> [Your instructions]: Reproduce each of the following entries word for word, keeping every line unchanged.

>> Start Material shown

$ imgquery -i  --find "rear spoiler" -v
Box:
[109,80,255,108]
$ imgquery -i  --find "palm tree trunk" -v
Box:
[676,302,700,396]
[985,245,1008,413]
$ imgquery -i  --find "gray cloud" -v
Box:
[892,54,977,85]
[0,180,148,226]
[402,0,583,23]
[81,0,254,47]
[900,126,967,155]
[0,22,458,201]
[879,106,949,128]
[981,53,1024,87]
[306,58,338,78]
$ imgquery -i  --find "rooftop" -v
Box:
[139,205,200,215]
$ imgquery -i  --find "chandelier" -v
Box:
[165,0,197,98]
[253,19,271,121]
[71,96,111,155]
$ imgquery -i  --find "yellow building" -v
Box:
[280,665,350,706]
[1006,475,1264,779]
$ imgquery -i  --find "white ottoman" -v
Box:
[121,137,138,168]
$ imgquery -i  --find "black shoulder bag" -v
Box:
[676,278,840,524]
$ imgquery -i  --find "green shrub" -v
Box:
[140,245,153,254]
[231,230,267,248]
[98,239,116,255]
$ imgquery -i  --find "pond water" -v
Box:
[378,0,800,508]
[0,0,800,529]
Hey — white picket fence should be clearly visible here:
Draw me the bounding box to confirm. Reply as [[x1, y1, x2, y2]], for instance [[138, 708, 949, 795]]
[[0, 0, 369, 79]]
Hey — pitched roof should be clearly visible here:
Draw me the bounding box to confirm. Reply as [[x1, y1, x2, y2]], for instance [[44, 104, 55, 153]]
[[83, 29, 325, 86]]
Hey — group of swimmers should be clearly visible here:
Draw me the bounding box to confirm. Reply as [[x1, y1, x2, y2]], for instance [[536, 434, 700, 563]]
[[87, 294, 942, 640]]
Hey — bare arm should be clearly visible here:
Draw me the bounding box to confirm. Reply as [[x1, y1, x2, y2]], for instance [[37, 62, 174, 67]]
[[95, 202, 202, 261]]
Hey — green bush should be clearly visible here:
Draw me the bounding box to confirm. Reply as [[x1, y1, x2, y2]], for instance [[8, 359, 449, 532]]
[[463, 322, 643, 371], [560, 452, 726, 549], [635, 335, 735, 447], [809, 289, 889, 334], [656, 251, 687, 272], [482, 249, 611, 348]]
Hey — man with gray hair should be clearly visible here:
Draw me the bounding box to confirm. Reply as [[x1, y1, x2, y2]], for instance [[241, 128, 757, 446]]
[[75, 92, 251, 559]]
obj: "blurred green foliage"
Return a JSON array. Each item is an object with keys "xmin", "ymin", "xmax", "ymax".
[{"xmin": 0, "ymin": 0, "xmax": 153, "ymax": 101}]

>> End Material shown

> [Task output]:
$ imgquery -i  --find "rear spoiler" -v
Box:
[109,80,255,108]
$ imgquery -i  --find "palm tree trunk" -v
Box:
[676,302,700,396]
[985,245,1008,413]
$ imgquery -i  --find "gray cloud" -v
Box:
[892,54,977,85]
[0,180,148,226]
[402,0,583,23]
[81,0,254,47]
[900,126,967,155]
[0,22,458,201]
[879,106,949,128]
[981,53,1024,87]
[306,58,338,78]
$ imgquery -i  --find "rooftop" -v
Box:
[139,205,200,215]
$ imgquery -i  --find "chandelier" -v
Box:
[165,0,197,98]
[253,19,271,121]
[71,96,111,155]
$ imgquery -i  --find "yellow building" -v
Box:
[280,665,350,706]
[1006,475,1264,779]
$ imgquery -i  --find "white ottoman" -v
Box:
[121,137,138,168]
$ imgquery -i  --find "black shoulder bag" -v
Box:
[676,278,840,524]
$ imgquery -i  --find "green shrub" -v
Box:
[140,245,153,254]
[231,230,267,248]
[98,239,116,255]
$ imgquery -i  --find "pond water" -v
Box:
[378,0,800,508]
[0,0,800,529]
Hey — white picket fence should be clearly visible here:
Draw me the bounding box to confirm. Reply as [[x1, y1, x2, y2]], for instance [[138, 708, 949, 795]]
[[0, 0, 369, 79]]
Hey — pitched roof should be clearly visible here:
Draw me the bounding box to confirm. Reply as [[x1, y1, x2, y2]], for instance [[44, 104, 55, 153]]
[[83, 29, 325, 86]]
Hey — group of swimmers should be clearly visible here:
Draw me the bounding box to confirm. Reply as [[x1, y1, x2, y2]], for instance [[536, 434, 700, 563]]
[[87, 294, 942, 640]]
Hey — bare arm should be clearly visible here:
Draw me the bounding box to confirm. Reply as [[x1, y1, x2, y2]], for instance [[37, 62, 174, 67]]
[[95, 202, 202, 261]]
Hey — green bush should be clearly visible here:
Draw me the bounding box to confirm. Reply as [[x1, y1, x2, y2]], for instance [[8, 359, 449, 532]]
[[463, 322, 643, 371], [560, 452, 726, 549], [635, 335, 735, 447], [809, 289, 889, 334], [656, 251, 687, 272], [482, 249, 611, 348]]
Hey — man with gray hair should be clearly visible here:
Draw me the bounding box to confirm. Reply as [[x1, y1, x2, y2]], for instance [[241, 128, 757, 446]]
[[75, 92, 251, 559]]
obj: "blurred green foliage"
Return a JSON array. Each item is an object with keys "xmin", "ymin", "xmax", "ymax".
[{"xmin": 0, "ymin": 0, "xmax": 153, "ymax": 101}]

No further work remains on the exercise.